WORK TASK A. In the Mega Man Legacy Collection review, reproduce the passage word for word, beginning at the words "Mega Man Legacy Collection review" and stopping after "battle against incongruity.".
WORK TASK B. According to the Mega Man Legacy Collection review, which Mega Man titles does the collection include?

DOCUMENT EXTRACT.

Thanks to Team2Bit and Xbox for supporting TiX.

Mega Man Legacy Collection review

Capcom have a habit of pulling on your nostalgia heart strings, earlier in the year an HD re-release of Resident Evil took us back to Nintendo’s Gamecube days and now an enhanced collection of Mega Man games takes us back to Nintendo’s very first home console, the NES. However, does the Mega Man Legacy Collection trade on nostalgia alone or do these classics still hold up today?

Marvellously Mega Man can fairly comfortably sit amongst todays platforming elite. With the Mega Man series being such a huge influence over the genre, much of it’s legacy survives in modern titles anyway, allowing the Blue Bomber to feel right at home in a new era. Moreover, the recent explosion of indie developed, retro stylised titles also aid in the battle against incongruity.

However, the Mega Man titles deserve the lion’s share of the credit for holding up against contemporaries, these are platformers that have been expertly crafted with outstanding level design and enemy placement, built around challenging the player consistently and fairly throughout their adventures. There’s a reason these titles are considered timeless and beloved. For the uninitiated, the Mega Man formula follows the Blue Bomber on a side-scrolling platforming and combat adventure culminating in boss fights against fellow robots. Each stage can be attempted in any order, and once you defeat that stage’s particular robot master you gain their weapon.

Mega Man Legacy 1

The Mega Man Legacy Collection includes the first six Mega Man titles, all of which are greatly admired and remembered. Here they return in all their original glory, despite a subtle crispness added to the sprites these are precisely the same games that shipped all those years ago. This includes bugs, instances of slow-down, screen transitions and general oddities. The collection is running on a new engine that houses the original code completely intact and unaltered, a move that for lesser games would prove risky, potentially alienating new comers and disappointing returning veterans blinded by nostalgia, but with Mega Man’s timelessness this simply reinforces their quality.

INFORMATION SHOWN.
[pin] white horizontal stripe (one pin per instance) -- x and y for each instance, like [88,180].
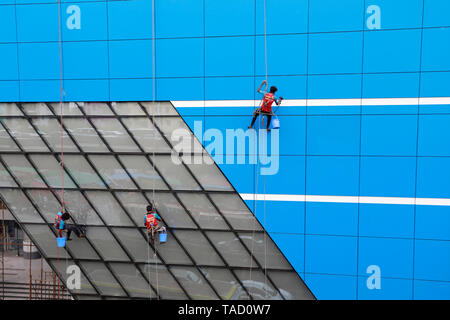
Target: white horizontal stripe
[317,102]
[346,199]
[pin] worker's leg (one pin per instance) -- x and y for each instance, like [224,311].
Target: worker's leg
[255,115]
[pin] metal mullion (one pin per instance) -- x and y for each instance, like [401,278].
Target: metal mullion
[203,190]
[76,184]
[120,203]
[176,196]
[43,219]
[213,203]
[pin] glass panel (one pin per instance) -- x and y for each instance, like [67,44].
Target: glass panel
[22,209]
[105,244]
[142,172]
[63,264]
[52,171]
[203,211]
[235,211]
[193,283]
[264,250]
[85,135]
[36,109]
[112,172]
[82,172]
[25,135]
[146,135]
[171,210]
[5,178]
[69,109]
[80,209]
[171,252]
[23,171]
[167,287]
[169,125]
[199,248]
[132,280]
[80,248]
[176,175]
[136,244]
[95,108]
[109,208]
[102,279]
[127,108]
[50,130]
[231,249]
[159,108]
[45,240]
[210,177]
[225,283]
[10,109]
[115,135]
[257,285]
[46,203]
[6,143]
[290,285]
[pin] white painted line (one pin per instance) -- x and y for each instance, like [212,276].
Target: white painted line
[346,199]
[316,102]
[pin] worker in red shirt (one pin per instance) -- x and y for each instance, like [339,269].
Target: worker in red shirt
[266,105]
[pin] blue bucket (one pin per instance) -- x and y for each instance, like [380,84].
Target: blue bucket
[61,242]
[162,237]
[275,123]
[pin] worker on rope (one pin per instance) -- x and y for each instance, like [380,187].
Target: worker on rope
[266,105]
[151,222]
[61,226]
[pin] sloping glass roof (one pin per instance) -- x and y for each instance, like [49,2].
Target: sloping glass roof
[117,159]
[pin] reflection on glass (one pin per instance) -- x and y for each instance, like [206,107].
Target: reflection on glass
[235,211]
[80,209]
[171,210]
[82,172]
[85,135]
[231,249]
[108,208]
[23,171]
[175,174]
[146,135]
[24,134]
[143,173]
[225,283]
[257,285]
[105,243]
[85,287]
[132,280]
[102,279]
[194,284]
[112,172]
[52,171]
[20,206]
[50,130]
[290,285]
[115,135]
[203,211]
[199,248]
[161,279]
[45,240]
[264,250]
[6,143]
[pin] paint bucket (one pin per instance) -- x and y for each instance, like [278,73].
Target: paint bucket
[162,237]
[275,123]
[61,242]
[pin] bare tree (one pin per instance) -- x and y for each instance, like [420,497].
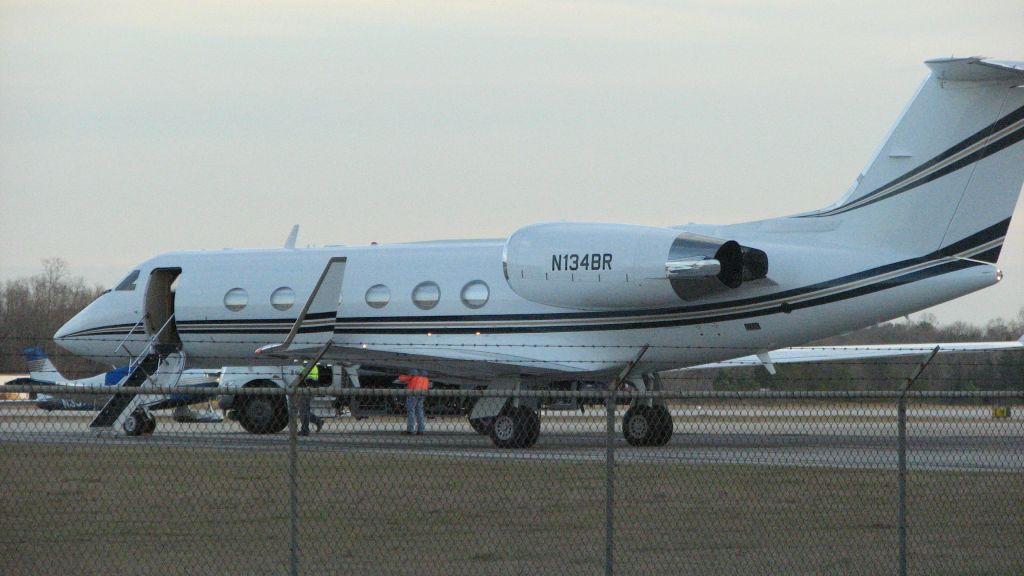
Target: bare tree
[33,309]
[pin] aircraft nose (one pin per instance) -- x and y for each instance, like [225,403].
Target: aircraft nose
[67,336]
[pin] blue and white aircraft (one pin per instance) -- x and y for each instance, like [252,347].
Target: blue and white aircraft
[923,223]
[67,393]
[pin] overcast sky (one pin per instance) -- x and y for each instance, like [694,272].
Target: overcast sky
[133,128]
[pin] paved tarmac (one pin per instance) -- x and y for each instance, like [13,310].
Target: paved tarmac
[951,439]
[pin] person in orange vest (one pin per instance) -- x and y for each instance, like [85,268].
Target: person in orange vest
[415,413]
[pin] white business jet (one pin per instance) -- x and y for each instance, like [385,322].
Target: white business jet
[923,223]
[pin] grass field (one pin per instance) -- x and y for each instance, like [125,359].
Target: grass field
[155,509]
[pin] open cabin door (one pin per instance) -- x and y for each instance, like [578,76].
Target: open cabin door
[160,306]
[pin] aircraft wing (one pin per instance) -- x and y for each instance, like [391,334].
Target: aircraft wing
[866,352]
[458,363]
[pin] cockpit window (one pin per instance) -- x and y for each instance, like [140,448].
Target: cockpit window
[128,284]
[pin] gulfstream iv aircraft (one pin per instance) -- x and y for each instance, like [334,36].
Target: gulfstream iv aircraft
[562,301]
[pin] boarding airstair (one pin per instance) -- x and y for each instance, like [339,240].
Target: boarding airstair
[157,366]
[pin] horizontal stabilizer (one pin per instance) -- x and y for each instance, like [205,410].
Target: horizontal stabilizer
[835,354]
[976,70]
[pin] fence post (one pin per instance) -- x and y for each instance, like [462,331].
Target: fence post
[901,481]
[609,482]
[293,486]
[901,460]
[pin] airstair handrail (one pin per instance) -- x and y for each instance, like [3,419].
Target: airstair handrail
[148,345]
[128,335]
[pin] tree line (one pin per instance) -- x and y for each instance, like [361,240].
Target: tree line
[33,309]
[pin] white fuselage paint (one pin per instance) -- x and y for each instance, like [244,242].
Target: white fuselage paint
[556,338]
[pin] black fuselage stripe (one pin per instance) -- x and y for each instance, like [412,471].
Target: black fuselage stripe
[992,148]
[962,163]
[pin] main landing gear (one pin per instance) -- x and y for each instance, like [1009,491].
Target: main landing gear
[647,422]
[647,425]
[515,426]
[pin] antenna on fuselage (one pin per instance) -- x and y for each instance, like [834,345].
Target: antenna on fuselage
[292,236]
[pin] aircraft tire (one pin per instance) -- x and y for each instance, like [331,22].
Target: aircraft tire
[663,428]
[133,424]
[516,427]
[262,414]
[481,425]
[638,425]
[148,422]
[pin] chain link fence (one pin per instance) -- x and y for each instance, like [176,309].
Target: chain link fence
[749,483]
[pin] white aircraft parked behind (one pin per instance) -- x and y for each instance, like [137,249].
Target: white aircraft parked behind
[67,394]
[922,224]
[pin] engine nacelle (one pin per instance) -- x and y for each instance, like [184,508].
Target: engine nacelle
[588,265]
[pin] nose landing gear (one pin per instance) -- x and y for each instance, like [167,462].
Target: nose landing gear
[139,422]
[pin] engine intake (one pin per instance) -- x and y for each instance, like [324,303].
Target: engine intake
[588,265]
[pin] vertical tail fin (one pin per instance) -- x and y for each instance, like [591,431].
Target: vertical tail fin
[948,175]
[40,367]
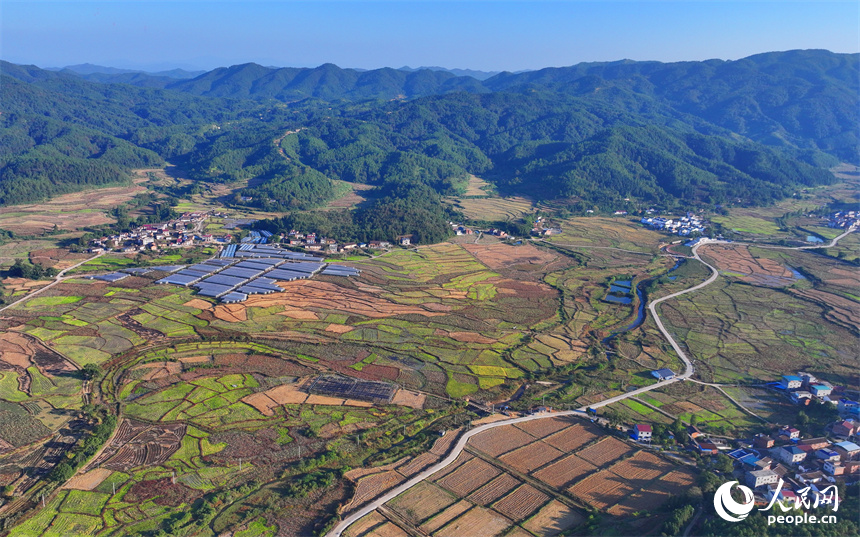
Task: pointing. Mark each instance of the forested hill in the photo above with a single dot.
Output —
(800, 98)
(743, 132)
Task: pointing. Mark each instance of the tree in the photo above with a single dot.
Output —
(91, 371)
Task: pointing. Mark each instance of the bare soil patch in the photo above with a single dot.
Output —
(476, 521)
(553, 519)
(88, 480)
(564, 472)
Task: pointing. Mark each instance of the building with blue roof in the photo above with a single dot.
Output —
(847, 450)
(791, 382)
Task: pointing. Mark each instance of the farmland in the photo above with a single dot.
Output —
(511, 493)
(216, 408)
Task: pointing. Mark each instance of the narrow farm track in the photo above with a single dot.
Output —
(57, 279)
(689, 370)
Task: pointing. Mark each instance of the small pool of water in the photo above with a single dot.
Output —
(619, 299)
(796, 274)
(619, 289)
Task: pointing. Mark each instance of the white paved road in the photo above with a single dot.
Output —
(57, 279)
(461, 443)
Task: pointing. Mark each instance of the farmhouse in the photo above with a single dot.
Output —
(845, 428)
(663, 374)
(827, 455)
(641, 433)
(759, 478)
(820, 390)
(791, 454)
(847, 407)
(801, 397)
(791, 382)
(814, 443)
(762, 441)
(847, 450)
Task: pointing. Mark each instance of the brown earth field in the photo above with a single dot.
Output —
(69, 211)
(737, 258)
(621, 479)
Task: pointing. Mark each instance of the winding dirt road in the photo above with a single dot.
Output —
(689, 370)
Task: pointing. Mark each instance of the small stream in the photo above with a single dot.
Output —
(640, 312)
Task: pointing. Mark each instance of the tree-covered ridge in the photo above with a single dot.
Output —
(803, 98)
(592, 133)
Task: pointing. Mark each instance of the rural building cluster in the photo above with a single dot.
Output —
(250, 269)
(844, 219)
(182, 232)
(683, 226)
(805, 388)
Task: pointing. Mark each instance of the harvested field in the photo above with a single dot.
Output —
(262, 402)
(494, 490)
(677, 481)
(232, 313)
(531, 457)
(88, 480)
(140, 444)
(546, 427)
(407, 398)
(602, 489)
(388, 529)
(553, 519)
(446, 516)
(564, 472)
(372, 486)
(364, 524)
(641, 468)
(418, 464)
(525, 257)
(500, 440)
(642, 500)
(68, 211)
(443, 445)
(476, 521)
(472, 475)
(421, 502)
(737, 259)
(338, 328)
(199, 304)
(573, 437)
(461, 459)
(605, 451)
(492, 209)
(521, 503)
(839, 310)
(301, 295)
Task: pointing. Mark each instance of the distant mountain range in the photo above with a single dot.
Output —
(748, 131)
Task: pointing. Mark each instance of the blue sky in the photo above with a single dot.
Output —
(477, 34)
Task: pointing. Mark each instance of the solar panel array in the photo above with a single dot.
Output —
(350, 388)
(340, 270)
(248, 269)
(112, 277)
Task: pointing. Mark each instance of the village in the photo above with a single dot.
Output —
(683, 225)
(806, 465)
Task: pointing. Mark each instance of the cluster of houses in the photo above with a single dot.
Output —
(683, 226)
(541, 227)
(312, 243)
(844, 219)
(805, 388)
(800, 463)
(178, 233)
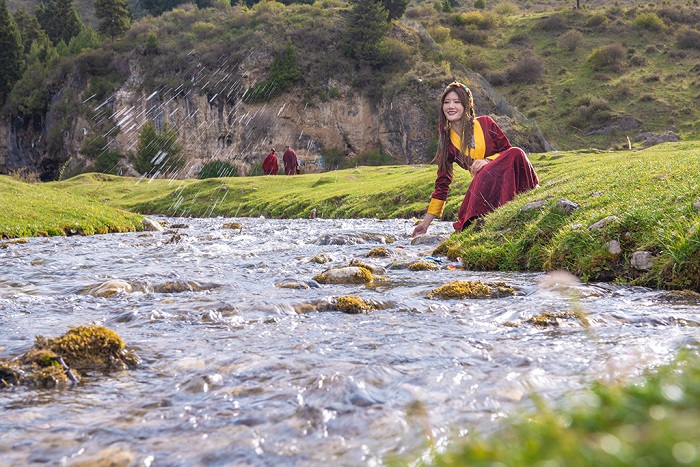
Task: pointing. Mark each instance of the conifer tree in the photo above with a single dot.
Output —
(29, 28)
(367, 26)
(114, 17)
(60, 20)
(11, 51)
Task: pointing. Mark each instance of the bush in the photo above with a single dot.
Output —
(570, 40)
(553, 23)
(596, 20)
(528, 69)
(688, 38)
(649, 21)
(217, 169)
(611, 56)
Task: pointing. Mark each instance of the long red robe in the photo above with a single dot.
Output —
(270, 166)
(497, 183)
(290, 161)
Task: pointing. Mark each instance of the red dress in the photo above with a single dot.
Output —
(509, 174)
(270, 166)
(290, 161)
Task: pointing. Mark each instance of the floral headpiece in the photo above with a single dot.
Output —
(457, 84)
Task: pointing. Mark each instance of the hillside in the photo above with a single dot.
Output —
(607, 77)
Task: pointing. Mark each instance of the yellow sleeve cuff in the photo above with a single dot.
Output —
(436, 207)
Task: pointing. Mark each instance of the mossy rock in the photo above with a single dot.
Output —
(423, 265)
(90, 348)
(472, 289)
(352, 304)
(320, 258)
(345, 275)
(379, 252)
(551, 319)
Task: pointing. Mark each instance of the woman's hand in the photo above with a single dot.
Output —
(477, 165)
(422, 228)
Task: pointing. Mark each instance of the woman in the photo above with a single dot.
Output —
(478, 145)
(270, 165)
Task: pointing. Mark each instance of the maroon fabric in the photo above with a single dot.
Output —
(270, 165)
(496, 184)
(290, 161)
(496, 142)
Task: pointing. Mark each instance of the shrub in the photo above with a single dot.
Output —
(687, 38)
(570, 40)
(528, 69)
(649, 21)
(506, 9)
(553, 23)
(596, 20)
(216, 169)
(611, 56)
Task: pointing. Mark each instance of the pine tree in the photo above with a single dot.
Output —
(114, 17)
(60, 20)
(29, 28)
(11, 51)
(367, 26)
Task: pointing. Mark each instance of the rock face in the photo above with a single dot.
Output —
(212, 126)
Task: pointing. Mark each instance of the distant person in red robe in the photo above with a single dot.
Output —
(499, 171)
(291, 163)
(270, 166)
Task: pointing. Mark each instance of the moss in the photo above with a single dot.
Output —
(472, 289)
(423, 265)
(48, 377)
(379, 252)
(10, 374)
(90, 348)
(352, 304)
(549, 318)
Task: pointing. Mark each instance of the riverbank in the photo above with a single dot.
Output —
(628, 216)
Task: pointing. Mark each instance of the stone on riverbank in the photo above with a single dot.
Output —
(56, 362)
(472, 289)
(345, 275)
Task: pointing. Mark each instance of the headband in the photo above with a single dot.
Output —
(457, 84)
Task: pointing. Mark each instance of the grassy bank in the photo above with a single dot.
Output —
(649, 197)
(655, 423)
(30, 210)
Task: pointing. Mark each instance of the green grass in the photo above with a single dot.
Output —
(40, 210)
(651, 193)
(652, 423)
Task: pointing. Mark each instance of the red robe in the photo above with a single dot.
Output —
(270, 166)
(509, 174)
(290, 161)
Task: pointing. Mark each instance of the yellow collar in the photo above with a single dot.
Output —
(479, 142)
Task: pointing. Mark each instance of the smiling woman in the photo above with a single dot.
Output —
(478, 145)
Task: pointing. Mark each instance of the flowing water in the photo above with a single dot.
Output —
(240, 371)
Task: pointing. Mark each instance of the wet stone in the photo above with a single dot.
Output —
(109, 288)
(345, 275)
(423, 265)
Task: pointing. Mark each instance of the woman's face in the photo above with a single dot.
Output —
(452, 107)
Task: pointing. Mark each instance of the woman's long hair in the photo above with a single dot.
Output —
(465, 97)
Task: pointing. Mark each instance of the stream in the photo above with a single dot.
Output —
(238, 369)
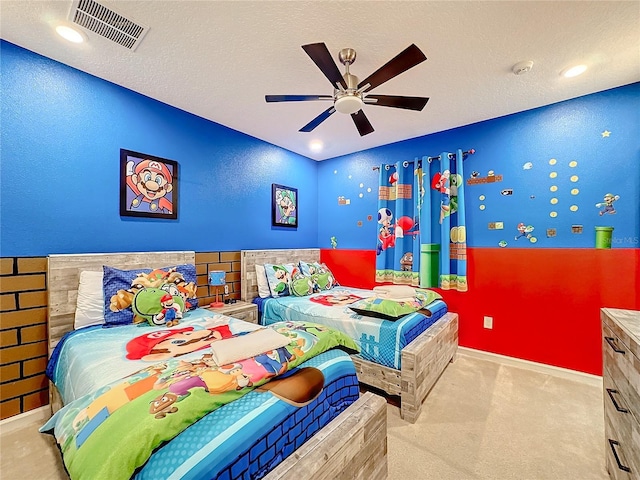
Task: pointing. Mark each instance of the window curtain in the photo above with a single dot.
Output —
(398, 243)
(443, 237)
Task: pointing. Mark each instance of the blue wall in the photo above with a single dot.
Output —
(550, 138)
(62, 131)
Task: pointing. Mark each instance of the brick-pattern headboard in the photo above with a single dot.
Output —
(249, 259)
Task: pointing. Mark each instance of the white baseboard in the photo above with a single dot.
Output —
(36, 416)
(593, 380)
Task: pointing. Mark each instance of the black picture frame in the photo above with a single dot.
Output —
(137, 199)
(284, 206)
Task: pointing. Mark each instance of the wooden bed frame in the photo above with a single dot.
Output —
(423, 360)
(352, 446)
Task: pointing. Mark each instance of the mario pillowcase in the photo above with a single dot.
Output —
(158, 297)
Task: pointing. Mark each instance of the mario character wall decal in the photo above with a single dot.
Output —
(607, 204)
(148, 186)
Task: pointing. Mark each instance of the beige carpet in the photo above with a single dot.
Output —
(482, 420)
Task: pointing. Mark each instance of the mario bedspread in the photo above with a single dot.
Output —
(133, 389)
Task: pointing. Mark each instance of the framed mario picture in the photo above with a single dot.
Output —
(284, 206)
(148, 186)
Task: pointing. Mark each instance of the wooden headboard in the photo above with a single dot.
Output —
(249, 259)
(63, 275)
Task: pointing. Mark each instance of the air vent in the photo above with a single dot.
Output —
(107, 23)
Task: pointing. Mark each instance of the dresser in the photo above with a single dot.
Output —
(621, 389)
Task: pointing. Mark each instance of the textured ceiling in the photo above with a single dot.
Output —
(218, 59)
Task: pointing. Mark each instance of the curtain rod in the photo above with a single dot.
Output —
(451, 156)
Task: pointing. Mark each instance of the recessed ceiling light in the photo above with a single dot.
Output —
(315, 145)
(70, 34)
(574, 71)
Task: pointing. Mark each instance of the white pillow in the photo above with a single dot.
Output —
(90, 304)
(231, 350)
(263, 284)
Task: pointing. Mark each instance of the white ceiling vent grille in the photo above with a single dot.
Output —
(107, 23)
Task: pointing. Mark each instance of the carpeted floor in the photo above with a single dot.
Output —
(483, 420)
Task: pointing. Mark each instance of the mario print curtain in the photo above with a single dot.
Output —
(443, 236)
(398, 243)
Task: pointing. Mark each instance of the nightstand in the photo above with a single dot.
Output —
(241, 310)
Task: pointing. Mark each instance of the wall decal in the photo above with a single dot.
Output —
(525, 231)
(148, 186)
(490, 178)
(607, 204)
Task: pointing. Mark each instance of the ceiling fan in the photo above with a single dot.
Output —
(349, 95)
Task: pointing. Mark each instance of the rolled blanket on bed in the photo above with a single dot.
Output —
(394, 292)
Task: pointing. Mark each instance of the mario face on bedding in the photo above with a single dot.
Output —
(163, 344)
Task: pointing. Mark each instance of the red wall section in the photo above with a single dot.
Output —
(354, 268)
(545, 303)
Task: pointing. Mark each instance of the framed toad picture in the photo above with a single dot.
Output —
(148, 186)
(284, 206)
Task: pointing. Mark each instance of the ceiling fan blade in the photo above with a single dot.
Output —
(408, 58)
(408, 103)
(318, 120)
(362, 123)
(296, 98)
(320, 55)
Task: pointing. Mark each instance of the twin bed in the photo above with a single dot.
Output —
(421, 361)
(318, 438)
(335, 434)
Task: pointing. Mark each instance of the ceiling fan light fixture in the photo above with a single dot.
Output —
(348, 104)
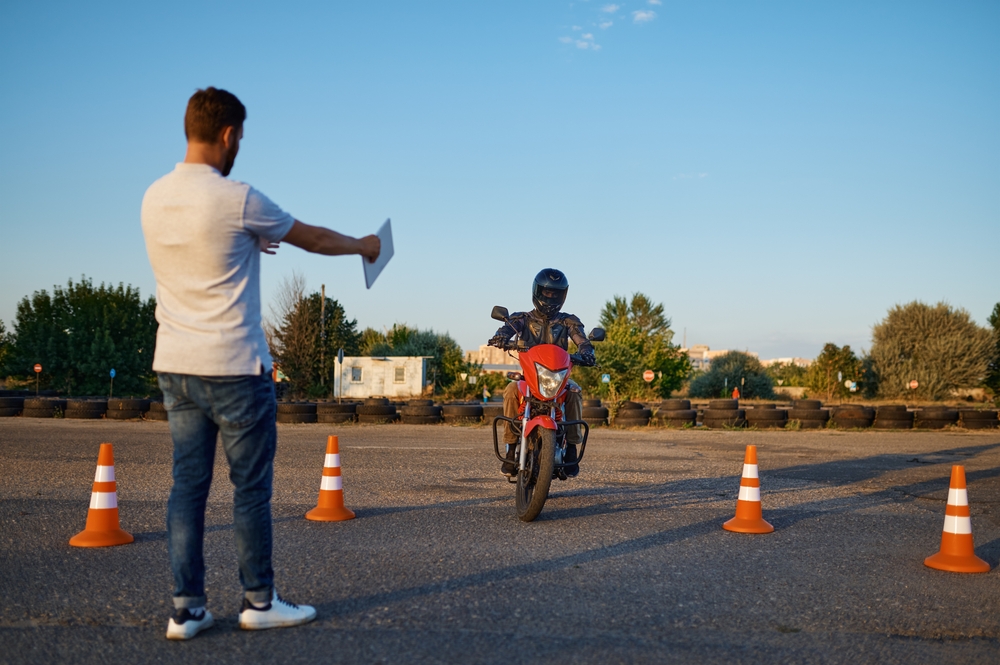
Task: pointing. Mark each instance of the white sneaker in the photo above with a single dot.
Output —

EXERCISE RESULT A.
Mega Man Legacy Collection review

Capcom have a habit of pulling on your nostalgia heart strings, earlier in the year an HD re-release of Resident Evil took us back to Nintendo’s Gamecube days and now an enhanced collection of Mega Man games takes us back to Nintendo’s very first home console, the NES. However, does the Mega Man Legacy Collection trade on nostalgia alone or do these classics still hold up today?

Marvellously Mega Man can fairly comfortably sit amongst todays platforming elite. With the Mega Man series being such a huge influence over the genre, much of it’s legacy survives in modern titles anyway, allowing the Blue Bomber to feel right at home in a new era. Moreover, the recent explosion of indie developed, retro stylised titles also aid in the battle against incongruity.

EXERCISE RESULT B. The first six Mega Man titles.